TAREFAS DO EXERCÍCIO:
- 1) Extraia as entradas sem mudar nada, do trecho que começa na linha que contém "Tag the tall" até o fim das entradas, incluindo as duas pontas.
- 2) Continue o texto sobre os vasos de ira a partir do ponto em que ele para.

TEXTO APRESENTADO:

○ ○ ○

Que diremos, pois, se Deus, querendo mostrar a sua ira e dar a conhecer o seu poder, suportou com muita longanimidade os vasos de ira, preparados para a perdição, a fim de que também desse a conhecer as riquezas da sua glória em vasos de misericórdia, que para glória preparou de antemão, os quais somos nós, a quem também chamou, não só dentre os judeus, mas também dentre os gentios? (V. 22-24)
Nenhuma
outra explicação poderá ser dada a comparação/exemplo que o apostolo se
utilizou, a não ser a que ele declara nos versículos 22-24. Paulo procura enfatizar que os endurecidos são objeto da ira divina – a expressão “esses
vasos de ira [...]” encontra-se no genitivo de destino – ou seja, Deus
direciona a sua ira aqueles que já são, de fato, vasos de ira. Não é o
endurecimento do homem a causa da ira de Deus, mas a ira de Deus é a causa desse
endurecimento. Por isso, os judeus não poderiam encontrar injustiça em Deus,
nem tão pouco poderiam cogitar a ideia de que nos endurecidos não havia culpa,
pois, conforme Armínio salienta: “Ele não pode endurecê-los, a menos que eles
já tenham, por sua própria culpa, se tornado vasos da mais justa ira de Deus. A
Escritura toda ensina que o endurecimento é o efeito e o sinal da ira divina.
Por isso, a pergunta “Deus pode ficar irado com os endurecidos?” – é tola”[19]; A expressão “preparados para destruição” – se interpretada corretamente – ressalta
justamente isso [20].
Voz Média ou Passiva?

○ ○ ○

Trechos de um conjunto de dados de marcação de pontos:

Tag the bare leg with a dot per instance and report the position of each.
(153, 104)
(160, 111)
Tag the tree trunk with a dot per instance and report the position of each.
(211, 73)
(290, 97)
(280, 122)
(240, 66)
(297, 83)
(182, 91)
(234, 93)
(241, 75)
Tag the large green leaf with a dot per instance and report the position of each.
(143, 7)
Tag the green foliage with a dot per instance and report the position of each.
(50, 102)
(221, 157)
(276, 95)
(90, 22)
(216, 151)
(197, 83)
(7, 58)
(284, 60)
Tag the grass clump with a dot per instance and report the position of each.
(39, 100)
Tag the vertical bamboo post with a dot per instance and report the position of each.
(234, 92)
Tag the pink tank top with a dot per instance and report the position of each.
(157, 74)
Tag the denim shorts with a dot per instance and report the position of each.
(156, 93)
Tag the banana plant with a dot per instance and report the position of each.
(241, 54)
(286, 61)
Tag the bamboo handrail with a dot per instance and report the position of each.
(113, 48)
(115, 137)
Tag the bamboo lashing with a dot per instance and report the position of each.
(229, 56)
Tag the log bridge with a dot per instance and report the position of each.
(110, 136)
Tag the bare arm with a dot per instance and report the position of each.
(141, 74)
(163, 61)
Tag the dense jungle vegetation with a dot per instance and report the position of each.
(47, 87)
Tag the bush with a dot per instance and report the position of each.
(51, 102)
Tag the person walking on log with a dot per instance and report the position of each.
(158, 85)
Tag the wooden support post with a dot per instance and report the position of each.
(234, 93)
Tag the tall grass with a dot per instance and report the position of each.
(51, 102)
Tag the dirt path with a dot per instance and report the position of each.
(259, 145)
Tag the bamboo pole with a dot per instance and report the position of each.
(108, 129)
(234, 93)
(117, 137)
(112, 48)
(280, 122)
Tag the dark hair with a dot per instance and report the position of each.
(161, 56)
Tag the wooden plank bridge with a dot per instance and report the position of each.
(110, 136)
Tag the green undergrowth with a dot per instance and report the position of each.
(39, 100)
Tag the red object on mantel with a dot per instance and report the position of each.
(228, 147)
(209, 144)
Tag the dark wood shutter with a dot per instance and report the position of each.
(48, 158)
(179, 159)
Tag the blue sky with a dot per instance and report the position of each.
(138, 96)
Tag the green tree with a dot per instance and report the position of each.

○ ○ ○

RESPOSTAS DO EXERCÍCIO:
- 1)
Tag the tall grass with a dot per instance and report the position of each.
(51, 102)
Tag the dirt path with a dot per instance and report the position of each.
(259, 145)
Tag the bamboo pole with a dot per instance and report the position of each.
(108, 129)
(234, 93)
(117, 137)
(112, 48)
(280, 122)
Tag the dark hair with a dot per instance and report the position of each.
(161, 56)
Tag the wooden plank bridge with a dot per instance and report the position of each.
(110, 136)
Tag the green undergrowth with a dot per instance and report the position of each.
(39, 100)
Tag the red object on mantel with a dot per instance and report the position of each.
(228, 147)
(209, 144)
Tag the dark wood shutter with a dot per instance and report the position of each.
(48, 158)
(179, 159)
Tag the blue sky with a dot per instance and report the position of each.
(138, 96)
Tag the green tree with a dot per instance and report the position of each.

- 2)
O
verbo ’Preparados’ (Gr: κατηρτισμένα) se
interpretado na voz média, expressa a ideia de que os vasos que são objetos da
Ira de Deus, prepararam-se a si mesmo para destruição (tendo preparados a si
mesmo para destruição), em detrimento na voz passiva, que expressaria a ideia
de que Deus os prepara para destruição (tendo sidos preparados por Deus para destruição). Primeiro, é importante ressaltarmos que
vários sínodos condenaram como heréticos algumas interpretações
“contemporâneas” baseadas na perícope 22 de Romanos 9. Carlos A. Vailatti
comenta: (1) A noção de que os perdidos se perdem pela vontade de Deus e de que
Deus destina uns à morte e predestina outros à vida foi condenada pelo Sínodo
de Arles (473 d.C.); (2) A crença de que algumas pessoas tenham sido
predestinadas ao mal foi anatematizada pelo II Sínodo de Orange (529 d.C.); (3)
A doutrina da dupla predestinação, defendida por Gottschalk de Orbais (808-867
d.C.), foi repudiada pelos Sínodos de Mainz (848 d.C.) e de Quiercy (849 d.C.);
(4) Finalmente, a ideia de que Deus predestinou a malícia (o mal) nos seres
humanos foi rechaçada pelo Sínodo de Valença (855 d.C.). Os ensinamentos
alistados nos itens 1 a 3, em especial, talvez com algumas ligeiras variações,
são muito semelhantes a determinadas doutrinas ensinadas em nossos dias”; Em
segundo lugar, no período dos pais da igreja, a interpretação comum era o verbo
(katertismena)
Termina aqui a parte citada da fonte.